- **Task goal**:
Return only the tail of the data below, word for word: the line with "[[505, 97], [476, 372], [413, 299]]" and each line after it through the final one.

[Opening Source material section]

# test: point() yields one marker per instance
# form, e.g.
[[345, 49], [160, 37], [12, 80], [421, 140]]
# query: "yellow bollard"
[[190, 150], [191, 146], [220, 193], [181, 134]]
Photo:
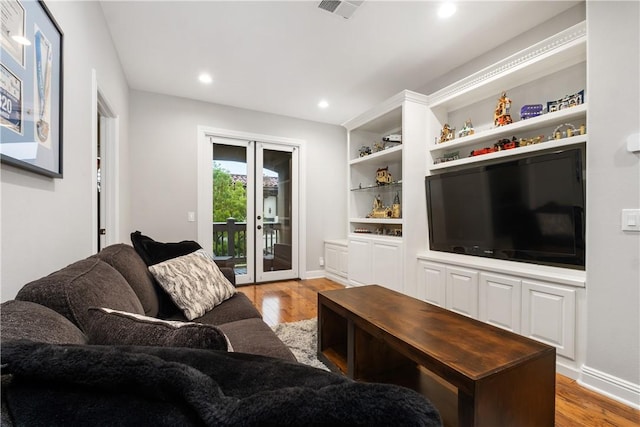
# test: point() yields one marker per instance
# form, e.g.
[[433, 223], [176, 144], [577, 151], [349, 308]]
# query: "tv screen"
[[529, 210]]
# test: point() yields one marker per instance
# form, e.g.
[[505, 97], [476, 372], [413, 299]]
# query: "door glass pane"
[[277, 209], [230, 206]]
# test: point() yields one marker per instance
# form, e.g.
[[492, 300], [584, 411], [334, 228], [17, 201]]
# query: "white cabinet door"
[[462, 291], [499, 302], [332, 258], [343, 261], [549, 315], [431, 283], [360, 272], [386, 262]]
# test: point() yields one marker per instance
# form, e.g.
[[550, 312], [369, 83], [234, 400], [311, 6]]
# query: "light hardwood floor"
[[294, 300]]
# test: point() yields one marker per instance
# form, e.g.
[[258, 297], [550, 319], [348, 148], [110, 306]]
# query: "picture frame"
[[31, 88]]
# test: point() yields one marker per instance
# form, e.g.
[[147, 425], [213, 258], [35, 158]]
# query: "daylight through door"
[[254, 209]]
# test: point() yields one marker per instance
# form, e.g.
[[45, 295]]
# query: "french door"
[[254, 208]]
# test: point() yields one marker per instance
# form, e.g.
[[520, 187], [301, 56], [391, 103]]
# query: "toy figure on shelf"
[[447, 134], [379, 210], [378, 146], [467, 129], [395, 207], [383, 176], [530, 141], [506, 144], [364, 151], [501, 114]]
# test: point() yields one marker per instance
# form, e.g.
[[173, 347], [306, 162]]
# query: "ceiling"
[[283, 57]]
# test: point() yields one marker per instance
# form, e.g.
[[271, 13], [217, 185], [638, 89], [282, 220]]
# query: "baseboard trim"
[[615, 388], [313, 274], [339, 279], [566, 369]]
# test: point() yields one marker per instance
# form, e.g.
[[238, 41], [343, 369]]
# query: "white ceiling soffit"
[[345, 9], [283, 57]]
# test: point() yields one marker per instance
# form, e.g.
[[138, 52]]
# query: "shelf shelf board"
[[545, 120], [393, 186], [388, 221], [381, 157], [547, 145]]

[Closing Source material section]

- **Answer to this exercise**:
[[505, 97], [476, 372], [413, 299]]
# query: "door glass pane"
[[277, 209], [230, 206]]
# test: point() yields one marker per instance
# form, e.g.
[[492, 300], [584, 411], [334, 228], [17, 201]]
# query: "white cabinet door"
[[462, 291], [499, 302], [332, 258], [343, 261], [549, 315], [431, 283], [360, 272], [386, 262]]
# test: point() yields one marker per instance
# form, e.g.
[[550, 312], [369, 83], [234, 400], [311, 6]]
# query: "light hardwood floor"
[[294, 300]]
# test: point() yields one marker per instance
# form, e.g.
[[258, 297], [550, 319], [348, 148], [110, 306]]
# query: "picture frame"
[[31, 88]]
# test: point() yields one marker per instance
# form, e.g.
[[147, 425], [213, 258], [35, 158]]
# query: "daylight through door"
[[254, 209]]
# test: point() yields one marker per instance
# form, e.g.
[[45, 295]]
# query: "french door"
[[254, 208]]
# test: point() yields one marker per instance
# form, e.g.
[[520, 187], [301, 56], [391, 103]]
# query: "toy figure on shelf"
[[447, 134], [379, 210], [378, 146], [467, 129], [395, 207], [383, 176], [530, 141], [506, 144], [364, 151], [501, 114]]
# test: point() yields one marker per instance
# form, e.g.
[[173, 347], [306, 162]]
# query: "ceiling"
[[283, 57]]
# test: point() yields one marker per instance
# form, e.g.
[[271, 13], [217, 185], [638, 89], [282, 220]]
# query: "baseboard trim"
[[615, 388], [313, 274], [339, 279], [566, 369]]
# test: point() yields one marker per instance
# form, e.g.
[[238, 41], [343, 369]]
# query: "white ceiling soffit"
[[345, 9], [283, 57]]
# test: point() yields one marker per instance
# form, e.g.
[[138, 52]]
# query: "shelf shelf board"
[[545, 120], [393, 186], [388, 221], [381, 157], [547, 145]]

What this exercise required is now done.